** GIVEN EXERCISE **
How many lines in the rows below contain the string "glass", matching case exactly? Tally them and reply with the number alone.
#### RECORD EXTRACTS
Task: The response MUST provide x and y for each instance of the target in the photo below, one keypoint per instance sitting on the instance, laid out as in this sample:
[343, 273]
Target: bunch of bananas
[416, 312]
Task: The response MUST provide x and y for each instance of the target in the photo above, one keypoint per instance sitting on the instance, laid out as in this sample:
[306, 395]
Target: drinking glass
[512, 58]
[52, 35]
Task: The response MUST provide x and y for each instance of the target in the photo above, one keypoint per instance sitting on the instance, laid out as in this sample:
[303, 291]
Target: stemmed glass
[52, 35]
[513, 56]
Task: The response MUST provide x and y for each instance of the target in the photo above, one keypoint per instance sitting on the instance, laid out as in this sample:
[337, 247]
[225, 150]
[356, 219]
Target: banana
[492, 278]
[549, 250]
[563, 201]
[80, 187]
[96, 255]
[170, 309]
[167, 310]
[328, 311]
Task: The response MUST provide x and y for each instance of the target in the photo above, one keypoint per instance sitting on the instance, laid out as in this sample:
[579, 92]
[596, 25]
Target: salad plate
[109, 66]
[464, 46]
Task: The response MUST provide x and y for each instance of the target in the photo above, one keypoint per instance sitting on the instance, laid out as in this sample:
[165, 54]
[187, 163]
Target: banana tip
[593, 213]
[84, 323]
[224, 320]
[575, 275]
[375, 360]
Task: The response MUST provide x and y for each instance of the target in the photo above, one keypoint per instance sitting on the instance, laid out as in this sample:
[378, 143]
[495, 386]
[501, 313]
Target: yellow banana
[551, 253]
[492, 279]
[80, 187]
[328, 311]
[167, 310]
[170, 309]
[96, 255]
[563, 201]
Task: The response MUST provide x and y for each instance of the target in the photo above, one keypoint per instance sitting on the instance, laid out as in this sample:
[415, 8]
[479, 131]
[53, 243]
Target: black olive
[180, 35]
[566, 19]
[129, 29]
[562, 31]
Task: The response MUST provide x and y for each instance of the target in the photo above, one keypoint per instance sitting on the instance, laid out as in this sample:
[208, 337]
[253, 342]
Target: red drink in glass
########
** TASK OUTPUT **
3